* [THE INPUT]:
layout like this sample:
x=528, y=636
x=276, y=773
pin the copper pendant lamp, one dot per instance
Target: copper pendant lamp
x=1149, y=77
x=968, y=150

* [GIVEN TASK]:
Lay out every line of the entries above as a Markdown table with a Row column holding the row number and a Line column holding the line. Leave out blank lines.

* [CORRECT RESPONSE]:
| Row | Line |
|---|---|
| 1 | layout like this sample: |
| 2 | x=528, y=636 |
| 3 | x=276, y=773 |
| 4 | pin the copper pendant lamp, one dot per instance |
| 5 | Target: copper pendant lamp |
| 6 | x=1149, y=77 |
| 7 | x=968, y=150 |